Task description:
Up to and including the line with "[[290, 177], [65, 62], [63, 140], [122, 65]]", output the records exactly as they appear.

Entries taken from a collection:
┄┄┄┄┄┄┄┄┄┄┄┄┄┄┄┄┄┄┄┄

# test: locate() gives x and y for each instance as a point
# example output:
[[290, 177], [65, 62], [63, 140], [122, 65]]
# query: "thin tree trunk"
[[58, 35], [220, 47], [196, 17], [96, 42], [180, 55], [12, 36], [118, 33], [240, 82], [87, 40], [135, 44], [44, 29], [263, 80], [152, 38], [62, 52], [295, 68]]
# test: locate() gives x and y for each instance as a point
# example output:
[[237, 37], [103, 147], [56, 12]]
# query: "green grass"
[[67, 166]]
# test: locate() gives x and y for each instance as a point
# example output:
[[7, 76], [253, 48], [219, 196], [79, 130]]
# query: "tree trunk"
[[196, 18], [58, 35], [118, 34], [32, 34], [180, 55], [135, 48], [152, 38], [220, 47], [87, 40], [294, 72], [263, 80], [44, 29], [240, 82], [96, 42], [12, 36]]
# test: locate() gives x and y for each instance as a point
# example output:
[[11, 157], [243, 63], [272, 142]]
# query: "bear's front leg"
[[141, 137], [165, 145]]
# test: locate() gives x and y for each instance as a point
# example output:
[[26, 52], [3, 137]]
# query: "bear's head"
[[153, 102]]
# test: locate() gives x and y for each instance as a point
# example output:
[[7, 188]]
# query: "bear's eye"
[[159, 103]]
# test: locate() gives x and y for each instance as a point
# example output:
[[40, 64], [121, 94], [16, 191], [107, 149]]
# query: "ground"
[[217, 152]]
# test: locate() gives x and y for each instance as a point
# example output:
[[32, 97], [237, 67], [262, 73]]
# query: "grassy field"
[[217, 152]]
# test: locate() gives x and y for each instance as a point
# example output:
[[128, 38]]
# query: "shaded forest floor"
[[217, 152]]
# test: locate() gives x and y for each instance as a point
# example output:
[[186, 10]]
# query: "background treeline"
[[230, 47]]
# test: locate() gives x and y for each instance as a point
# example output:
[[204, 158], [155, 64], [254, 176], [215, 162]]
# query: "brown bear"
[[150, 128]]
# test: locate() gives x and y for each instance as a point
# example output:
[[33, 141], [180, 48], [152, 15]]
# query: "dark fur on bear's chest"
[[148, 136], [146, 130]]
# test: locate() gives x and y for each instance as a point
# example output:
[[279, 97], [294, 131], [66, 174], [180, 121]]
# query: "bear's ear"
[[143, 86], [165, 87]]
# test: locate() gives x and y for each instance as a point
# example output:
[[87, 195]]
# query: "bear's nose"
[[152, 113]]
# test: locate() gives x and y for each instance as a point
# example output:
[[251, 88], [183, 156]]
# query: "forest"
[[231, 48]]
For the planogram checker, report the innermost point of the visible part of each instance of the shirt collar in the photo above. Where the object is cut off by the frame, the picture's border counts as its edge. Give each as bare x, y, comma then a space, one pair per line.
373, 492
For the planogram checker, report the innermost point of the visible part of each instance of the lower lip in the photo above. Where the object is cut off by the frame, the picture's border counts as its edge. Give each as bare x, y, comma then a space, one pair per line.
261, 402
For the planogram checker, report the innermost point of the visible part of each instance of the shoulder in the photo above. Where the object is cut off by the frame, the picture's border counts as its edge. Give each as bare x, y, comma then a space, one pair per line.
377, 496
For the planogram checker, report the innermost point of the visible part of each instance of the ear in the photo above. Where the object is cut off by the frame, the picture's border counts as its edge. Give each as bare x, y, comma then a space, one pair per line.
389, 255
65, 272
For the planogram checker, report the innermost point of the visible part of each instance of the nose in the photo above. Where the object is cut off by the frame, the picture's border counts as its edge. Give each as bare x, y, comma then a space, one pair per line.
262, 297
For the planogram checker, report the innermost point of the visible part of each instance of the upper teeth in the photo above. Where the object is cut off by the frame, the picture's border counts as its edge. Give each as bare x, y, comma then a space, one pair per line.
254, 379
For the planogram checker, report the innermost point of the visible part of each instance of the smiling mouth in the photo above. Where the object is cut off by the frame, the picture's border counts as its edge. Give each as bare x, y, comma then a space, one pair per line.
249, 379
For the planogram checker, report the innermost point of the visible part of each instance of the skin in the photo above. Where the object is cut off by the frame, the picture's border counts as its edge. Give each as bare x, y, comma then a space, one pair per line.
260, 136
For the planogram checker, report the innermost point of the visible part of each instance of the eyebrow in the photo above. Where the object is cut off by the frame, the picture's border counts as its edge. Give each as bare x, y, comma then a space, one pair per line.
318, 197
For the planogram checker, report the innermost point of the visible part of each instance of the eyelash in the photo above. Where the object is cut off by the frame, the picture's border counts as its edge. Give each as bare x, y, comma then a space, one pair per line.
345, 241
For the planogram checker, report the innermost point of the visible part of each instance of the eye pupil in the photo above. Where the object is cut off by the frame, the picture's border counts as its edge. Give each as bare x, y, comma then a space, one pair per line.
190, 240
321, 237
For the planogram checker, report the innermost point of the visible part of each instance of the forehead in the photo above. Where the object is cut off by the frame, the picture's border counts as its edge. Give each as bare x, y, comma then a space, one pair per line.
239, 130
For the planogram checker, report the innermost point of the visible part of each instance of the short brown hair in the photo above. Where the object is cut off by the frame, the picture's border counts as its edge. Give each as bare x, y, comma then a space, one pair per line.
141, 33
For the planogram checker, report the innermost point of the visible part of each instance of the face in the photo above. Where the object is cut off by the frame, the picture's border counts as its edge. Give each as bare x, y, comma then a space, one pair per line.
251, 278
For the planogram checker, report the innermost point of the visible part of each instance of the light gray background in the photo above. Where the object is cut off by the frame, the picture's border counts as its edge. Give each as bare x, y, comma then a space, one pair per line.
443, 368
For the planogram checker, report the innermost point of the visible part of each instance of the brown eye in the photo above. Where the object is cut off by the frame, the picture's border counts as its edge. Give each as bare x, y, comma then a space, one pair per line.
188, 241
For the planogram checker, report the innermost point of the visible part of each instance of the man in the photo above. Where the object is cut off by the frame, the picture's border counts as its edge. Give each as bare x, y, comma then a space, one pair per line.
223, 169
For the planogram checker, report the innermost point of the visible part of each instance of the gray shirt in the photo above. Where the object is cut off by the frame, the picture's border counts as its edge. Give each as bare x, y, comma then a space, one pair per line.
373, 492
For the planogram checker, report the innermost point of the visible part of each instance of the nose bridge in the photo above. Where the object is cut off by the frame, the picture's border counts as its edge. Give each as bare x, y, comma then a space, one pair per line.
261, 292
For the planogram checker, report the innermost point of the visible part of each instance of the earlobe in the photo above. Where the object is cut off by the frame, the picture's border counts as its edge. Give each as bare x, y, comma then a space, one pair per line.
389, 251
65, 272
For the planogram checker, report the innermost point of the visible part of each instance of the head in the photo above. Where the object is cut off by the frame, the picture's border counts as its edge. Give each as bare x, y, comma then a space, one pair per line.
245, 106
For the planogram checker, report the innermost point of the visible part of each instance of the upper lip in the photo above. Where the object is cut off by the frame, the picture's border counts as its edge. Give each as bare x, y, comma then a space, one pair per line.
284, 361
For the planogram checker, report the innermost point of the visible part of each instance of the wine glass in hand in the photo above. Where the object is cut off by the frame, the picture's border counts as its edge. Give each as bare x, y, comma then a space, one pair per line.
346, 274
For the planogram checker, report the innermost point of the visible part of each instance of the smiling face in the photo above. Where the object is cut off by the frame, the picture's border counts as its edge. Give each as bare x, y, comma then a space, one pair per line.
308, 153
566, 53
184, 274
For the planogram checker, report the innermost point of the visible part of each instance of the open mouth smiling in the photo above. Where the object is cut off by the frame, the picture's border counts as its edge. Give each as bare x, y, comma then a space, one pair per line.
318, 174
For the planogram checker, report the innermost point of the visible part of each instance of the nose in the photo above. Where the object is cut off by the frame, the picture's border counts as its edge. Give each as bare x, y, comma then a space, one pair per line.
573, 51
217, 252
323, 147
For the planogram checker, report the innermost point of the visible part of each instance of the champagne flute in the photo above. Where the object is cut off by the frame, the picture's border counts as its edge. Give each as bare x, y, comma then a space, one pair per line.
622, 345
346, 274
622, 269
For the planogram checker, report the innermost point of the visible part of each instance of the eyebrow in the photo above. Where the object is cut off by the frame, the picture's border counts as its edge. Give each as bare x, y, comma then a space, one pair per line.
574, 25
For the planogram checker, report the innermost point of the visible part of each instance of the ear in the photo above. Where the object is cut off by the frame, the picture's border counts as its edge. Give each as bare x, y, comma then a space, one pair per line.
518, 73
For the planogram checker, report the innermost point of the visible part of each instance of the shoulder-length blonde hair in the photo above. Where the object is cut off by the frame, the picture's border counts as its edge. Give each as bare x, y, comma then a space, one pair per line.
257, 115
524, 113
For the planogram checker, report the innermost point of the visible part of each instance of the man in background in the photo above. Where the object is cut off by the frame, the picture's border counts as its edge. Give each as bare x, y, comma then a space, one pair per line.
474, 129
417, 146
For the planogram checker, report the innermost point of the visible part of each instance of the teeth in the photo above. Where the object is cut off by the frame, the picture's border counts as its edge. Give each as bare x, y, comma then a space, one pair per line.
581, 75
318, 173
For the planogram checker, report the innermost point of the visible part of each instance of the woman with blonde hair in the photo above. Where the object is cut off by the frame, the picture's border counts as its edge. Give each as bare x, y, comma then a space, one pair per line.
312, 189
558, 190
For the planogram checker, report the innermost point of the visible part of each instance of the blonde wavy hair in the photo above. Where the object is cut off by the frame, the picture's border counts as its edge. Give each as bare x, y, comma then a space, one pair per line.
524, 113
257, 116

┄┄┄┄┄┄┄┄┄┄┄┄┄┄┄┄┄┄┄┄

Response:
# test: locate() gives x and y for each instance as a point
# example output:
[[290, 177], [65, 62], [63, 140], [122, 65]]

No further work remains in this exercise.